══ Selected passage ══
NKJ Hebrews 12:2 looking unto Jesus, the author and finisher of our faith, who for the joy that was set before Him endured the cross, despising the shame, and has sat down at the right hand of the throne of God.​Certainly, *the result* of Jesus' obedience unto death was exaltation and a name above every name (Phil. 2:8-11). Nevertheless, this text tells us that "the joy set before him" was not merely *a result* of his obedience but one of *the primary goals* of and *motivations* for his obedience. What is more, the author of Hebrews encourages believers to mortify sin and persevere through hardship "looking unto Jesus," that is, following his example. So believers are here encouraged to make "the joy" of heaven *a goal *and *a motivation* for self-denying, self-sacrificing devotion to God. 

Hence, I think it's fair to say that while the enjoyment of God is *a result* of glorifying God, it is also, like glorifying God, *a goal* and *motive* for Christian living. Similarly, one might speak of glorifying God not merely as *a goal *and *motive* for Christian living but as *the result* of our finding our highest joy and satisfaction in God as he is revealed in Christ Jesus. 

Blessings,


----------



## MW

Dr. Bob Gonzales said:


> The issue at hand is not who's more important, God or Man? The issue at hand is, What is *man's* chief end? For what purpose has *man* been created and what is *the heart motive* that should drive all this actions?



The differences really come down to this point. I shudder to think where a theology would lead which does not emphasise the fear of the Lord is the beginning of wisdom. The purpose for which man has been created is God's glory. The Lord hath made all things for Himself: yea, even the wicked for the day of evil. Even those who do not enjoy God for ever passively serve to glorify God. God is blessed for ever! Nothing man does can add to or detract from His perfect blessedness.


----------



## Dr. Bob Gonzales

armourbearer said:


> Dr. Bob Gonzales said:
> 
> 
> 
> The issue at hand is not who's more important, God or Man? The issue at hand is, What is *man's* chief end? For what purpose has *man* been created and what is *the heart motive* that should drive all this actions?
═══
══ Source excerpt ══
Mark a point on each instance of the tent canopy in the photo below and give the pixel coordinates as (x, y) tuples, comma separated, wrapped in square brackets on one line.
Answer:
═══
**Task list**:
1. Answer these questions from the forum thread:
(a) Which verse of Hebrews is quoted at the opening?
(b) Which passage is cited for the exaltation that resulted from Jesus' obedience unto death?
(c) What purpose for man's creation is given in the post under the heading "MW"?
2. Reproduce the forum thread word for word from "The differences really" to "His perfect blessedness.".
The listing has no connection to the forum thread.

**Task responses**:
1.
(a) Hebrews 12:2
(b) Phil. 2:8-11
(c) God's glory

2.
The differences really come down to this point. I shudder to think where a theology would lead which does not emphasise the fear of the Lord is the beginning of wisdom. The purpose for which man has been created is God's glory. The Lord hath made all things for Himself: yea, even the wicked for the day of evil. Even those who do not enjoy God for ever passively serve to glorify God. God is blessed for ever! Nothing man does can add to or detract from His perfect blessedness.